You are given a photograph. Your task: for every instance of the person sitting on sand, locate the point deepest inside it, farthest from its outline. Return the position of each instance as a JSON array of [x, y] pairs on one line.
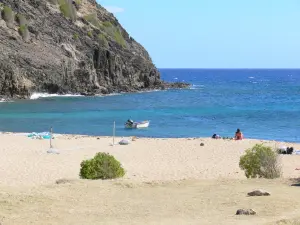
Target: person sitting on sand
[[238, 135], [215, 136]]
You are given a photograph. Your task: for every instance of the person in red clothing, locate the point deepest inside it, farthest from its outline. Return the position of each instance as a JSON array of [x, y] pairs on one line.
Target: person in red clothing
[[238, 135]]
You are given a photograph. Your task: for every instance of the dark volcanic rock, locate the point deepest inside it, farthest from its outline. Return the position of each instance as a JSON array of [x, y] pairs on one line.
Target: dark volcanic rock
[[258, 193], [66, 56], [245, 212]]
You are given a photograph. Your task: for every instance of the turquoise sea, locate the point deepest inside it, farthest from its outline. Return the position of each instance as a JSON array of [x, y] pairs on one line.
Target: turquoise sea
[[264, 104]]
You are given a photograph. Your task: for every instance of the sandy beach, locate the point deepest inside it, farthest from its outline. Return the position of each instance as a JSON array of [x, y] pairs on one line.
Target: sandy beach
[[167, 181]]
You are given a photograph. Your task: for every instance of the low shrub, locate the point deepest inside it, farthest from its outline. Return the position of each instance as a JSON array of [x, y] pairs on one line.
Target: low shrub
[[8, 16], [260, 161], [23, 30], [103, 41], [21, 20], [75, 36], [92, 18], [107, 24], [54, 2], [90, 33], [67, 9], [119, 38], [102, 166]]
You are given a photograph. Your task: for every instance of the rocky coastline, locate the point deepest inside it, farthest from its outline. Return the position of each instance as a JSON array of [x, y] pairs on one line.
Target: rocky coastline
[[70, 47]]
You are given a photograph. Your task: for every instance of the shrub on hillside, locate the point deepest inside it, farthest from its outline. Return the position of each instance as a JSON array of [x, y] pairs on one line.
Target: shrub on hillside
[[102, 166], [8, 16], [23, 30], [54, 2], [260, 161], [92, 19], [90, 33], [75, 36], [119, 38], [21, 20], [67, 9]]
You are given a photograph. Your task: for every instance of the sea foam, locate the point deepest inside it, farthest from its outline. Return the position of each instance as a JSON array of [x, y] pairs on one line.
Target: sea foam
[[46, 95]]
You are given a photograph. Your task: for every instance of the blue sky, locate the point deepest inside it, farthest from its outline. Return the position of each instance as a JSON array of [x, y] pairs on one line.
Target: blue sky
[[214, 33]]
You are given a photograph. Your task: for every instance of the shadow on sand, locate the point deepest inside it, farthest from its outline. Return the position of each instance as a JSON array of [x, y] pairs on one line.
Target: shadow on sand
[[295, 182]]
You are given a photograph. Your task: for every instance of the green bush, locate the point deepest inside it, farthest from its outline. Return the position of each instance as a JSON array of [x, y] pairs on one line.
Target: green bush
[[102, 40], [21, 19], [260, 161], [92, 18], [67, 9], [90, 33], [102, 166], [54, 2], [107, 24], [75, 36], [23, 30], [119, 38], [78, 2], [8, 16]]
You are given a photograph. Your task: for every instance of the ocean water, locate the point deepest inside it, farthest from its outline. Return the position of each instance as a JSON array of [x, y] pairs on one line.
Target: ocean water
[[264, 104]]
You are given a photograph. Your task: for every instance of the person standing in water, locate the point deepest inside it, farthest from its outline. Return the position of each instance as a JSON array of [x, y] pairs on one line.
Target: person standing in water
[[238, 135]]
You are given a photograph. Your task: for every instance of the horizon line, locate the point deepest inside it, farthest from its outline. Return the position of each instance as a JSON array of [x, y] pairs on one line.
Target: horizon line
[[193, 68]]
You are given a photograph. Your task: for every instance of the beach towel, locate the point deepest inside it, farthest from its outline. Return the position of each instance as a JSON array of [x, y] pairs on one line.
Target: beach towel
[[42, 135], [124, 142], [297, 152]]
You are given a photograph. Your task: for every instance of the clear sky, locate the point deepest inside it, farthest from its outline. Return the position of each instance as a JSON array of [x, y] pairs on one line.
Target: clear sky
[[214, 33]]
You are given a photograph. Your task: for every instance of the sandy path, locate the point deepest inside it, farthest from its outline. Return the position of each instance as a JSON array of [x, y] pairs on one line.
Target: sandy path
[[185, 202], [25, 162]]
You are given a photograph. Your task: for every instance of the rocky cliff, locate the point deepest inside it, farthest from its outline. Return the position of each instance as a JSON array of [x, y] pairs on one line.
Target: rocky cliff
[[69, 46]]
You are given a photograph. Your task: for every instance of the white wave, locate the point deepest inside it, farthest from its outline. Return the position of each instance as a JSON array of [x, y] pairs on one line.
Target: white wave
[[46, 95], [107, 95], [196, 86], [5, 100]]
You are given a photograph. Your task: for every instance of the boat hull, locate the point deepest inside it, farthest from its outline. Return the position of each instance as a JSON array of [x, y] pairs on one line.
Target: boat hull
[[138, 125]]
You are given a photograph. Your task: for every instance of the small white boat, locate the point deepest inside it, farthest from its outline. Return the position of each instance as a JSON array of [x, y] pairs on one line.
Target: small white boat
[[137, 125]]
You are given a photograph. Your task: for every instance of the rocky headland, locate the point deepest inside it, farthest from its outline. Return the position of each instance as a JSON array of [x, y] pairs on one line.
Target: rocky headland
[[70, 47]]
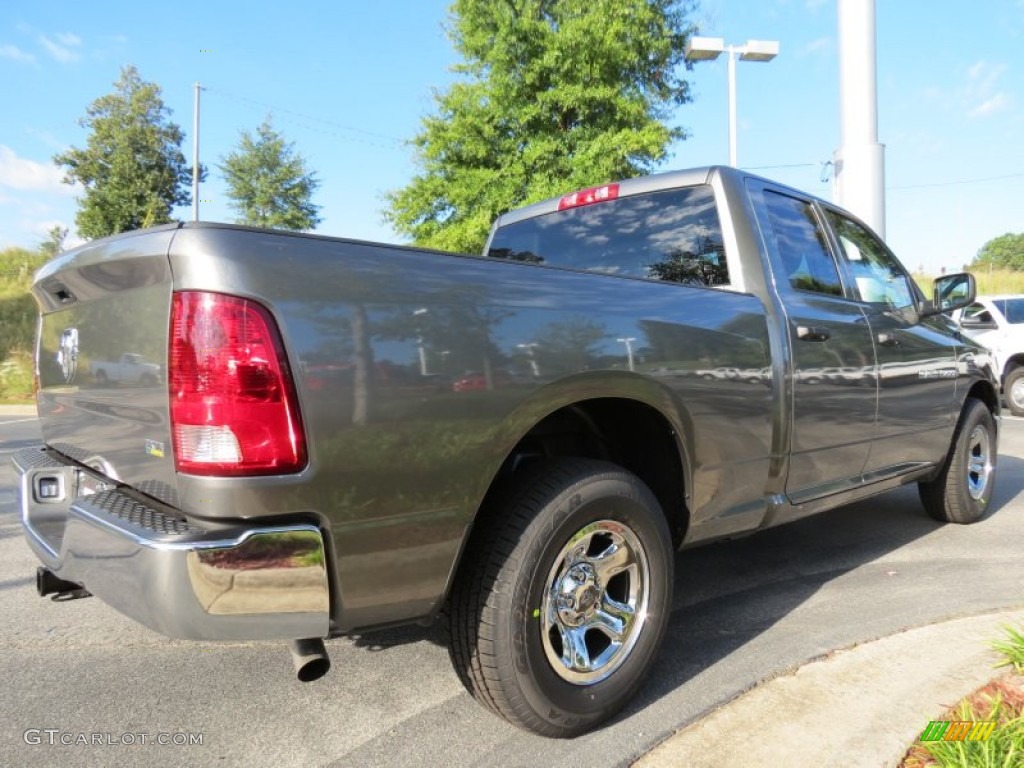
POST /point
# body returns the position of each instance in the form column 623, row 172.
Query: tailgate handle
column 812, row 333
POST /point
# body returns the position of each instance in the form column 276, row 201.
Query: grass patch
####################
> **Task statement**
Recast all of the data above as a JSON list of strings, one string per line, with blank lines and the pictures left out.

> **Response to the exercise**
[
  "You are given a photograph. Your task: for every instance of the person sitting on sand, locate the point deepest inside it, farthest from its outline. Return the position of each instance as a JSON array of [x, y] pairs on one line.",
  "Target: person sitting on sand",
  "[[238, 135], [215, 136]]",
  "You are given a photograph. Your task: for every instance of the person in red clothing, locate the point deepest inside it, farthest from its outline. Return the position of each instance as a JSON array of [x, y] pairs on one line.",
  "Target: person in red clothing",
  "[[238, 135]]",
  "You are given a photograph. Your task: for every instance of the dark volcanic rock, locate the point deepest inside it, farthest from its outline. Return the position of each instance as a JSON array of [x, y] pairs on one line.",
  "Target: dark volcanic rock",
  "[[258, 193], [66, 56], [245, 212]]",
  "You are given a photograph. Your task: for every instance of the turquoise sea, locate the point deepest inside it, farthest from its outline. Return the position of each instance as a JSON array of [x, y] pairs on one line.",
  "Target: turquoise sea",
  "[[264, 104]]",
  "You are given a photograph. Your task: for every instance of the sandy beach, locate the point deepest inside it, farthest from its outline. Return the position of each instance as a JSON array of [x, y] pairs on one line.",
  "Target: sandy beach",
  "[[167, 181]]",
  "You are given a photograph. Your task: for every instance of the low shrub, locate the point deepest inside it, farthest from its outline. Return the position of each instance as a JSON array of [x, y] pairs on one line.",
  "Target: low shrub",
  "[[8, 16], [260, 161], [23, 30], [103, 41], [21, 20], [75, 36], [92, 18], [107, 24], [54, 2], [90, 33], [67, 9], [119, 38], [102, 166]]",
  "You are given a photograph. Your task: for every instance of the rocky coastline, locate the point deepest inside it, farthest from its outline. Return the position of each instance as a JSON array of [x, y] pairs on one line.",
  "Target: rocky coastline",
  "[[70, 47]]",
  "You are given a photograph. Your task: for every instance of the shrub on hillside, locate the point deepest inside it, farthest from its outline. Return the position of each instance as a JSON array of [x, y] pairs on one line.",
  "Target: shrub on hillside",
  "[[102, 166], [8, 16], [23, 30], [54, 2], [260, 161], [92, 19], [90, 33], [75, 36], [119, 38], [21, 20], [67, 9]]",
  "You are given a photograph. Your task: for every instance of the sea foam, locate the point deepest inside it, farthest from its outline. Return the position of each instance as a JSON array of [x, y] pairs on one line.",
  "Target: sea foam",
  "[[46, 95]]",
  "You are given a photograph. Your task: for every instance of the blue sky, locate the point deepest inside it, farthest from its outline. Return the position of each instance as a JSON array of [x, y] pairs on one line.",
  "Target: blue sky",
  "[[214, 33]]",
  "You are given a photograph. Your task: for every instance of the shadow on sand, locate the point deepest inside it, farthest from its outline. Return the position of each instance as a JSON array of [x, y] pairs on one line.",
  "Target: shadow on sand",
  "[[295, 182]]",
  "You are given a photograph. Your task: for every instance of the green bush, locate the point deepest inside it, farthest from its outline. Return the position of each instance as a JSON array of [x, y] pairs on one line.",
  "Target: green bush",
  "[[102, 40], [21, 19], [260, 161], [92, 18], [67, 9], [90, 33], [102, 166], [54, 2], [107, 24], [75, 36], [23, 30], [119, 38], [78, 2], [8, 16]]",
  "You are given a photograph. Your task: for every instance of the ocean water, locate the point deepest inside it, farthest from its outline. Return the position of each instance as a JSON array of [x, y] pairs on one line.",
  "Target: ocean water",
  "[[264, 104]]",
  "You are given a photograph. Your task: for every instance of the person standing in water, locate the point deepest inside it, farthest from its outline. Return the position of each instance as a JSON array of [x, y] pairs on one line.",
  "Target: person standing in water",
  "[[238, 135]]",
  "You are given a photograph. Your task: for every instance of the horizon line, locate the point deepest inside it, farthest from its outline. Return the position of each instance as a JSON array of [x, y] pairs on one line.",
  "Target: horizon line",
  "[[193, 68]]",
  "You are given a photograph. Your task: for every instance of the beach towel, locate the point deepest inside it, farthest from its outline. Return the position of each instance as a JSON array of [x, y] pairs on one line.",
  "Target: beach towel",
  "[[42, 135], [124, 142], [297, 152]]",
  "You are given a photograph. Your task: for every instance of the clear sky, locate the point deepest inside it, farthest from its outline. Return the position of each instance as a JSON array of [x, y] pairs on one line.",
  "Target: clear sky",
  "[[214, 33]]",
  "You are given a photograph. Your task: for every instance of the sandy path, locate the point deepest inside it, farthest from its outline. Return the position of each instance as a JSON array of [x, y] pairs on one line.",
  "Target: sandy path",
  "[[185, 202], [25, 162]]",
  "You are given a photograph. Your task: for every instance of the rocky cliff, locate the point deepest inside it, farthest from its outline. Return the position of each instance as a JSON array of [x, y] pairs on one line.",
  "Target: rocky cliff",
  "[[69, 46]]",
  "You are given a photograph. Your task: for every instance of the white wave, locate the point deepest inside it, farthest from its outline. Return the position of each instance as a JSON array of [x, y] pairs on one line.",
  "Target: white wave",
  "[[46, 95], [107, 95], [196, 86], [5, 100]]",
  "You are given a photograph. Your task: for every instance of the boat hull, locate the point deepest inside it, farthest from its outline. Return the position of each instance as a JSON array of [x, y] pairs on one line.",
  "Target: boat hull",
  "[[138, 125]]",
  "You are given a photograph. Your task: for every instance of the small white boat, locate the point deepest inside it, farthest from its outline. Return the position of each instance as a JSON array of [x, y] pairs on one line.",
  "Target: small white boat",
  "[[137, 125]]",
  "You are given a photograph. Your task: for every instance of the rocky headland, locate the point deepest inside it, farthest from its outline. Return the position of each instance as a JSON array of [x, y] pairs on one line.",
  "Target: rocky headland",
  "[[70, 47]]",
  "POST /point",
  "# body returns the position of each instance in the form column 623, row 172.",
  "Query: tailgate handle",
  "column 812, row 333",
  "POST /point",
  "# body returns the position of each instance in the form column 276, row 201.",
  "Query: grass patch"
]